• **Activity**
The required output is the line with "Reviewer note: every instance of the doorway" through the final line of the entries, each one exactly as it stands.
-- Opening Marker --
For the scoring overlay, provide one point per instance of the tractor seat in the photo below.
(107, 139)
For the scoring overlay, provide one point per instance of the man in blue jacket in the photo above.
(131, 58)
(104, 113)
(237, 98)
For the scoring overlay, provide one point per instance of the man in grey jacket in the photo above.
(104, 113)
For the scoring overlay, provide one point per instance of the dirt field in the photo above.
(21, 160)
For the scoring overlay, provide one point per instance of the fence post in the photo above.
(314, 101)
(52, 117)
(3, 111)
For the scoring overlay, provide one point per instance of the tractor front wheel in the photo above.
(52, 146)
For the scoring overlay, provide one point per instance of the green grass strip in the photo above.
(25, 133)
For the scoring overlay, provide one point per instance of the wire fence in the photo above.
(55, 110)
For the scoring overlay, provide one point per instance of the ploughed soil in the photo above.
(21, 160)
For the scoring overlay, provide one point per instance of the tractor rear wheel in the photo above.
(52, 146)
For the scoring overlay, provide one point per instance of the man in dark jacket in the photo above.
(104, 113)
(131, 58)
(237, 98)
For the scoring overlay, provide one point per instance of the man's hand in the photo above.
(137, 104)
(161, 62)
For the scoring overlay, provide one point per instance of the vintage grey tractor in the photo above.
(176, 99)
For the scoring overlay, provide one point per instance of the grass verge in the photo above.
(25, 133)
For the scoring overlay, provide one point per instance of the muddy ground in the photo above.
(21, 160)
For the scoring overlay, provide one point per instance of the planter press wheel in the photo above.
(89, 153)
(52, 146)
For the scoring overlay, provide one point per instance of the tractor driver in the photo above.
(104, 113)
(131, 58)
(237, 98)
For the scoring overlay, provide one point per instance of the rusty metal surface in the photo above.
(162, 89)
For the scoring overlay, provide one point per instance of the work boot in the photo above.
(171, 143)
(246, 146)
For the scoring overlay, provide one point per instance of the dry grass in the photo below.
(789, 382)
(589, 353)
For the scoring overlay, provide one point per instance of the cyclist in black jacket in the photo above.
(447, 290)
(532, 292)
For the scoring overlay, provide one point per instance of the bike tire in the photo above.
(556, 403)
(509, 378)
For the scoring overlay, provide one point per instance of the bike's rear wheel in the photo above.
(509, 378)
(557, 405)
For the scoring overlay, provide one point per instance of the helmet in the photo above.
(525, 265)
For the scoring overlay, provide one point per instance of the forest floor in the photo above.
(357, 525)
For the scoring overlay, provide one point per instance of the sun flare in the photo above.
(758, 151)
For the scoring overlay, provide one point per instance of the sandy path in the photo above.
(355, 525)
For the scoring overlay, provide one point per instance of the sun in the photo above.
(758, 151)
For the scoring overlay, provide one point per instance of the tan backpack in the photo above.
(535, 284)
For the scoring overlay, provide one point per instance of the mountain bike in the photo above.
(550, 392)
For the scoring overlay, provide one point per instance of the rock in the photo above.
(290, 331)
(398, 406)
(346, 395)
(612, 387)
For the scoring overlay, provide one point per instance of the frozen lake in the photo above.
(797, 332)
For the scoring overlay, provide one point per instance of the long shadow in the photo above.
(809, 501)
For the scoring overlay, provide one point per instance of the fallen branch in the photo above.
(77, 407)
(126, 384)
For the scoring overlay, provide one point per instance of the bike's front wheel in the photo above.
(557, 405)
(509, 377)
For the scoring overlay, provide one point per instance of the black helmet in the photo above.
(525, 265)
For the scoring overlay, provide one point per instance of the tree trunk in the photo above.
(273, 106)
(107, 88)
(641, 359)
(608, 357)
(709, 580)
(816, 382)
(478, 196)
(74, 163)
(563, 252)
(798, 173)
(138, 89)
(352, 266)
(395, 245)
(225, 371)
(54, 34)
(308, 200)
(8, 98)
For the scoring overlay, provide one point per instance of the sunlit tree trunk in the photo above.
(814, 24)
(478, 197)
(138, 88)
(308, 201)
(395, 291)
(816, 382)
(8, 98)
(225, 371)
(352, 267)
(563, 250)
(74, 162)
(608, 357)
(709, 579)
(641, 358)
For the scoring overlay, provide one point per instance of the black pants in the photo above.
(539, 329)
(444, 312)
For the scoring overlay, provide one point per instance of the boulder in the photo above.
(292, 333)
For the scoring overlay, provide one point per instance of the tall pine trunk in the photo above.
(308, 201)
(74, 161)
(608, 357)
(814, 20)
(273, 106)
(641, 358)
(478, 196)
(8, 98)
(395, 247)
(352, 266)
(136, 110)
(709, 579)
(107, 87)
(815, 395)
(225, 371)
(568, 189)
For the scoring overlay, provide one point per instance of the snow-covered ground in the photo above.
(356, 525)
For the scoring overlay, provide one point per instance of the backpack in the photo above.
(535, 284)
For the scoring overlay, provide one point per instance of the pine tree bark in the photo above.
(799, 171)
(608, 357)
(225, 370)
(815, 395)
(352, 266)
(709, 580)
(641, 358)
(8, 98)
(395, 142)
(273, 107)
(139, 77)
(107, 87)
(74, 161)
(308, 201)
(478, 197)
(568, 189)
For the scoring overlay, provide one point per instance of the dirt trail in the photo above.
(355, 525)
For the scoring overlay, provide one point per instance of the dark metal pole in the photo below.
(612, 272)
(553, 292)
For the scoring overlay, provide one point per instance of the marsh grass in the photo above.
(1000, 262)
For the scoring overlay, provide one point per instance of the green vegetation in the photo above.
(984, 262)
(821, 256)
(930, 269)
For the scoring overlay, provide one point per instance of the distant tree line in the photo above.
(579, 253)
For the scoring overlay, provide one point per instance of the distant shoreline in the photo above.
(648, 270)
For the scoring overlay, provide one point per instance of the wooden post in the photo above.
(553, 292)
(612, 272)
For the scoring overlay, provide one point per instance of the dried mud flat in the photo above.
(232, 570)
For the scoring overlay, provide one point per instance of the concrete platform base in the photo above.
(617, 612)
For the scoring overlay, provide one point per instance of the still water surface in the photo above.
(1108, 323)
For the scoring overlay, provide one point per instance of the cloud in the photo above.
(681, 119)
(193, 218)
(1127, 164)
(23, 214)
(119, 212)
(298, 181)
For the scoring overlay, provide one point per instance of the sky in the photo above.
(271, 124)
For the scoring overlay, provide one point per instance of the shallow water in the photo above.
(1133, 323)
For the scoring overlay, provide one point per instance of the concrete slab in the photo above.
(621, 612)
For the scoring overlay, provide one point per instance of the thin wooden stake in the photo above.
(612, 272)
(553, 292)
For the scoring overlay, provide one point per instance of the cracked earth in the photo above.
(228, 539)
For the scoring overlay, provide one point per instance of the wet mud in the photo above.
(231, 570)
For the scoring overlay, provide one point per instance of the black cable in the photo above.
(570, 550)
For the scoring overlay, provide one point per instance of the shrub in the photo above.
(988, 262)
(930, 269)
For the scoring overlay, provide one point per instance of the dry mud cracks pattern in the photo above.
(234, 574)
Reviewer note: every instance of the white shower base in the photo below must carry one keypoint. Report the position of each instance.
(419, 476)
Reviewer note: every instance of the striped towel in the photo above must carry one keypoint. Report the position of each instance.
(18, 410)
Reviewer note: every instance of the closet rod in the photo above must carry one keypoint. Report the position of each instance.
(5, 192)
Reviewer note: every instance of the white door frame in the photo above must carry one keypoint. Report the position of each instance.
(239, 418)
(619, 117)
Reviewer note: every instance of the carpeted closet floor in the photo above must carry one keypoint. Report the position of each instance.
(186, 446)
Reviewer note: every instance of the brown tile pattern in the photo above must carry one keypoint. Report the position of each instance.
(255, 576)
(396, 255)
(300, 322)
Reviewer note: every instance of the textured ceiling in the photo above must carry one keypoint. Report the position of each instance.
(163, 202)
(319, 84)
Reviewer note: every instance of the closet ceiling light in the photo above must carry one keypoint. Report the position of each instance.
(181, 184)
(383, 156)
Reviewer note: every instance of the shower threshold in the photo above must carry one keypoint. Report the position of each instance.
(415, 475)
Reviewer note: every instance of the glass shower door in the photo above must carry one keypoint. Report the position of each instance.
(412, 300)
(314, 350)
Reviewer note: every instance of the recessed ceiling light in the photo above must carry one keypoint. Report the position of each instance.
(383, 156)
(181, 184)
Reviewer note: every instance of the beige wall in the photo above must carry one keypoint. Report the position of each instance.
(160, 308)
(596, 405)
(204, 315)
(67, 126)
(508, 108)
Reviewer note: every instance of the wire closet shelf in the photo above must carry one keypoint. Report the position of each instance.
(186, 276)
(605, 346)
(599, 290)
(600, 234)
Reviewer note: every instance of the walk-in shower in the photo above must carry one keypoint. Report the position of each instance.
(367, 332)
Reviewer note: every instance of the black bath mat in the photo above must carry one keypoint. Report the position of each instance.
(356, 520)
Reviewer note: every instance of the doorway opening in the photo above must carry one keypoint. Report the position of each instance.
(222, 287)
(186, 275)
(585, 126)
-- Closing Marker --
• **Response to the exercise**
Reviewer note: every instance of the doorway opening in the photo above must carry one keypoint. Report the position of each instance.
(222, 287)
(186, 275)
(585, 126)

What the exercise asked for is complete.